## [What is being asked]
Please edit the items below by changing every "hits" to "matches" and leaving all other text the same.

## [Given entries]
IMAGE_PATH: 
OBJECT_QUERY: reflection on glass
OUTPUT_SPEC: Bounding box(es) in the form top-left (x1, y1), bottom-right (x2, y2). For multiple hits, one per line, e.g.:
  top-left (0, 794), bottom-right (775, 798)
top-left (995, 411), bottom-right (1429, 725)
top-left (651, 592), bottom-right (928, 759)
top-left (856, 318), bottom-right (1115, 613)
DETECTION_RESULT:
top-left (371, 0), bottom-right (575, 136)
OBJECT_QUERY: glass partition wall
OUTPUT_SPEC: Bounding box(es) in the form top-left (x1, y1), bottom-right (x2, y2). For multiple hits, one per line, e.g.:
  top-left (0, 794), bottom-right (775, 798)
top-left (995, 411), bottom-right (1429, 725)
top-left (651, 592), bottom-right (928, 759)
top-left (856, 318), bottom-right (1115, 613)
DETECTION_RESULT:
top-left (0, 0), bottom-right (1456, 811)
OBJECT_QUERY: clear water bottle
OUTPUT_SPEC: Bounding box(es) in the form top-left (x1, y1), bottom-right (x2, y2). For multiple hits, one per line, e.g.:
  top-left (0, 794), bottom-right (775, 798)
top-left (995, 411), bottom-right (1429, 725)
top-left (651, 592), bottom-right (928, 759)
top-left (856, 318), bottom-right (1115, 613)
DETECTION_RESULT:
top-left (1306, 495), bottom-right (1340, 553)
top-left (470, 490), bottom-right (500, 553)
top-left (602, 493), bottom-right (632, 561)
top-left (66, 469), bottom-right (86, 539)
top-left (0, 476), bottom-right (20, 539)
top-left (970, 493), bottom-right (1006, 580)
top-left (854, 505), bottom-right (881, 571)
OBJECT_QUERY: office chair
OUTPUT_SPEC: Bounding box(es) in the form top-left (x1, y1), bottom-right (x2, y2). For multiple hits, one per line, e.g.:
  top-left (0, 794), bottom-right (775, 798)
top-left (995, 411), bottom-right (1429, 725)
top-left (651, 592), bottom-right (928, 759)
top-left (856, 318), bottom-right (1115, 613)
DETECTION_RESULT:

## [Written solution]
IMAGE_PATH: 
OBJECT_QUERY: reflection on glass
OUTPUT_SPEC: Bounding box(es) in the form top-left (x1, y1), bottom-right (x2, y2). For multiple matches, one per line, e.g.:
  top-left (0, 794), bottom-right (775, 798)
top-left (995, 411), bottom-right (1429, 725)
top-left (651, 592), bottom-right (928, 759)
top-left (856, 318), bottom-right (1115, 613)
DETECTION_RESULT:
top-left (371, 0), bottom-right (575, 136)
OBJECT_QUERY: glass partition wall
OUTPUT_SPEC: Bounding box(es) in the form top-left (x1, y1), bottom-right (x2, y2). For multiple matches, one per line, e.g.:
  top-left (0, 794), bottom-right (775, 798)
top-left (995, 411), bottom-right (1429, 725)
top-left (651, 592), bottom-right (928, 759)
top-left (856, 318), bottom-right (1115, 613)
DETECTION_RESULT:
top-left (0, 0), bottom-right (1456, 811)
OBJECT_QUERY: clear water bottle
OUTPUT_SPEC: Bounding box(es) in the form top-left (x1, y1), bottom-right (x2, y2). For multiple matches, one per line, e.g.:
  top-left (0, 794), bottom-right (775, 798)
top-left (995, 411), bottom-right (1429, 725)
top-left (651, 592), bottom-right (928, 759)
top-left (856, 318), bottom-right (1115, 613)
DETECTION_RESULT:
top-left (1306, 495), bottom-right (1340, 553)
top-left (470, 490), bottom-right (500, 553)
top-left (602, 493), bottom-right (632, 561)
top-left (66, 469), bottom-right (86, 539)
top-left (0, 476), bottom-right (20, 539)
top-left (970, 493), bottom-right (1006, 580)
top-left (854, 505), bottom-right (881, 571)
OBJECT_QUERY: office chair
OUTPUT_SPEC: Bounding box(es) in the form top-left (x1, y1), bottom-right (x2, y2). For multiple matches, one per line, e.g.:
  top-left (0, 794), bottom-right (775, 798)
top-left (995, 411), bottom-right (1429, 725)
top-left (651, 592), bottom-right (928, 759)
top-left (856, 318), bottom-right (1115, 613)
DETECTION_RESULT:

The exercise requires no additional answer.